Ed ho tenuto viceversa a rimarcare la necessità di recuperare un sistema educativo - volto anche all’incremento dei valori, della morale e del rispetto - che non può essere delegato esclusivamente alla scuola ma che deve rendere suoi alleati anche le famiglie che, viceversa, oggi tendono sempre più a disconoscere l’autorevolezza dei ruoli e delle funzioni tanto dell’istituzione che dei suoi insegnanti.
L’ultima conferma di una tale mancanza di sinergia - e, anzi, dell’opposta deriva verso atteggiamenti che, lungi dall’essere esemplari, finiscono per tradursi in fallimentari crociate a supporto dell’irresponsabilità di figli sempre più irrisolti ed immaturi - giunge proprio dalla famiglia di quel sedicenne di Abbiategrasso.
Com’era chiaro (ed anche auspicabile) che fosse di fronte alla violenza ed all’assurdità del suo gesto, ne è stata disposta l’espulsione dalla scuola nonché l’esclusione dallo scrutinio finale, che, per conseguenza, ha comportato la sua non ammissione all’anno scolastico successivo. Il tutto evidentemente a motivo della sua condotta che – al di là dell’esecrabilità del caso specifico – si dimentica che costituisce un parametro di considerevole valenza, tale da poter determinare la bocciatura di uno studente in maniera del tutto indipendente ed a prescindere dai suoi voti nelle discipline.

**DATI FORNITI**
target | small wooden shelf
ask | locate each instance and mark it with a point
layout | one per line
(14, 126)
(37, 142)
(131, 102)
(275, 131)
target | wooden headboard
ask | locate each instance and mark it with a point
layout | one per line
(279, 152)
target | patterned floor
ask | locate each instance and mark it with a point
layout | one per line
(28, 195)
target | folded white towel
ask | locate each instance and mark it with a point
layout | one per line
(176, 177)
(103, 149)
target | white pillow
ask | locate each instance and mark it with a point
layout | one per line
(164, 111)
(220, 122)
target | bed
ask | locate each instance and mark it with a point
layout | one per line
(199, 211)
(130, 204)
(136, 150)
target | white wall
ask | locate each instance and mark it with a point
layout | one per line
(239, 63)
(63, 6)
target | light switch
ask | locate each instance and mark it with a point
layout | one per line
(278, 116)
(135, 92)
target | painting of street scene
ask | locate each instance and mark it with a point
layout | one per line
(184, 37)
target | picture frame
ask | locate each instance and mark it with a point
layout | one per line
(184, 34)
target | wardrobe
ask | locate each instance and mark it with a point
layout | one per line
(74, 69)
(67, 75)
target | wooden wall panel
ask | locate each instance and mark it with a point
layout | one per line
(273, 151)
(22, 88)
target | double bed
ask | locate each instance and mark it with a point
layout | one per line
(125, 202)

**CONSEGNA**
Riscrivi il testo in esame da "L’ultima conferma di" a "sedicenne di Abbiategrasso.", mettendo "ragazzo" al posto di "sedicenne". Per rispondere basati soltanto sul testo in esame.

**RISPOSTA**
L’ultima conferma di una tale mancanza di sinergia - e, anzi, dell’opposta deriva verso atteggiamenti che, lungi dall’essere esemplari, finiscono per tradursi in fallimentari crociate a supporto dell’irresponsabilità di figli sempre più irrisolti ed immaturi - giunge proprio dalla famiglia di quel ragazzo di Abbiategrasso.